Les Houthis ont d’abord annoncé qu’ils cibleraient les navires appartenant à des Israéliens, puis ils ont étendu cette mesure à tous ceux qui utilisent les ports israéliens, enfin pour étendre leur menace à ceux qui font du commerce avec Israël. Après plusieurs attaques au cours desquelles la connexion israélienne des navires visés semblait vague, il convient d’en déduire que n’importe quel bateau peut être ciblé.

Tous les missiles neutralisés jusqu’à présent par les navires de guerre américains et français ont été abattus par des missiles mer-air sophistiqués prouvant que les systèmes modernes de lancement vertical guidés par les radars multiéléments de dernière génération fonctionnent comme parfaitement.

De nombreux pays qui participent à OPG disposent de navires dotés de capacités similaires. Presque tous sont également équipés de missiles sol-sol modernes capables d’attaquer des cibles en mer ou sur terre.

Si la tâche d’OPG se limite à empêcher les attaques contre des navires marchands, elle pourrait être accomplie en utilisant le principe séculaire de la navigation en convois avec la protection des navires de guerre.

Dans un convoi, des bateaux lents et sans défense naviguent en plusieurs colonnes à des distances précisément définies les unes des autres – menées, flanquées et suivies par des navires de guerre rapides capables de faire face à n’importe quelle menace.

Le système est efficace, comme peuvent en témoigner le Royaume-Uni, la Russie, Malte et de nombreux autres pays sauvés par des convois pendant la Seconde Guerre mondiale.

Mais chaque stratégie a ses limites. Un convoi est grand et encombrant, s’étendant sur des kilomètres pour donner aux navires géants une distance de sécurité les uns des autres et leur permettre de manœuvrer si nécessaire.

Quelles que soient les mesures de protection prises, les énormes pétroliers et porte-conteneurs – longs de plus de 300 mètres – constituent toujours des cibles idéales.

Les marins des navires commerciaux ne sont généralement pas formés aux opérations de convoi et la plupart n’ont aucune expérience du travail en groupe ou sous commandement militaire.

Leurs escortes, même bien armées, transportent un nombre limité de missiles et doivent planifier leur utilisation avec soin, permettant de contrer de nouvelles attaques sur la voie de navigation et doivent garder une réserve pour la défense du navire lui-même.

Une fois qu’ils ont épuisé une partie de leurs missiles, ils doivent se réapprovisionner – une tâche qui est possible en mer mais qui est effectuée beaucoup plus rapidement et en toute sécurité dans un port ami, hors de portée des frappes ennemies.

Pour franchir les 463 km critiques le long de la côte yéménite menant vers ou depuis le détroit de Bab el-Mandeb, en avançant à une vitesse supposée de 15 nœuds (28 km/h) – car les convois naviguent toujours à la vitesse des unités les plus lentes – les navires seraient exposés pendant au moins 16 heures.

********************

**TÂCHES À RÉALISER**
1 – Mettez à jour l'extrait sur les attaques des Houthis : recopiez-le en commençant aux mots « De nombreux pays » et en vous arrêtant après « navires de guerre. », avec « navires de guerre » remplacé par « bâtiments de guerre ».
2 – Prolongez l'extrait sur les attaques des Houthis en reprenant juste après sa dernière phrase.
Les enregistrements ne sont d'aucune utilité ici.

********************

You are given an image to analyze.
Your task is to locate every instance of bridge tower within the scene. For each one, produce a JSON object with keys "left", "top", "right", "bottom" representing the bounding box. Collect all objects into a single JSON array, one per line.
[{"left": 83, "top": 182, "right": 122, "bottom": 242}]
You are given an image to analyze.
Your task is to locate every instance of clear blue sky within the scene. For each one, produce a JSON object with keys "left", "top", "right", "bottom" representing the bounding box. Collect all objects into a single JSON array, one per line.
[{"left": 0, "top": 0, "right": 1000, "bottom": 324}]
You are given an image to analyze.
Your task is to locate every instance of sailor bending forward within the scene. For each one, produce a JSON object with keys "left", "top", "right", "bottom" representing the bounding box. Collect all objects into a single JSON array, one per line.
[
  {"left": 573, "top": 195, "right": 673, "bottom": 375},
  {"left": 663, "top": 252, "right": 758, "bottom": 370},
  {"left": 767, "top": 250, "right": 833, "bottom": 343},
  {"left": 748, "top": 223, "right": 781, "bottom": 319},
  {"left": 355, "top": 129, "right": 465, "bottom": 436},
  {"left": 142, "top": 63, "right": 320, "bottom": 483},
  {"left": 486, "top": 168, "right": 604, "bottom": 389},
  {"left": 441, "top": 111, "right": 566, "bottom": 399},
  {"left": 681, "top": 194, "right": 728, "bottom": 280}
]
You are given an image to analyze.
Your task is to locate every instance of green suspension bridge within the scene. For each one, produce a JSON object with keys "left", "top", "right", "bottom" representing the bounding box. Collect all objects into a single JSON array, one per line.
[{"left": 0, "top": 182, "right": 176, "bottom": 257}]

********************

**RÉSULTATS ATTENDUS**
1 –
De nombreux pays qui participent à OPG disposent de navires dotés de capacités similaires. Presque tous sont également équipés de missiles sol-sol modernes capables d’attaquer des cibles en mer ou sur terre.

Si la tâche d’OPG se limite à empêcher les attaques contre des navires marchands, elle pourrait être accomplie en utilisant le principe séculaire de la navigation en convois avec la protection des bâtiments de guerre.

2 –
Et avant même d’essayer de démarrer, ils seraient particulièrement vulnérables dans les zones de transit de la mer Rouge et du golfe d’Aden où les navires passeraient un certain temps à se rassembler, former le convoi et mettre en route.

On sait désormais que la menace des missiles Houthis est élevée et que leur arsenal est considérable. Les planificateurs navals doivent s’inquiéter de leur capacité à lancer des attaques concentrées et prolongées simultanément depuis plusieurs directions. Cela a été démontré lors de la toute première attaque, le 19 octobre, lorsque les Houthis ont lancé quatre missiles de croisière et 15 drones sur l’USS Carney, un destroyer qui opère toujours en mer Rouge et qui fera partie d’OPG. L’attaque, probablement prévue pour tester la doctrine la réponse de l’adversaire a duré neuf heures, obligeant l’équipage du navire cible à rester aux postes de combat pendant une période prolongée.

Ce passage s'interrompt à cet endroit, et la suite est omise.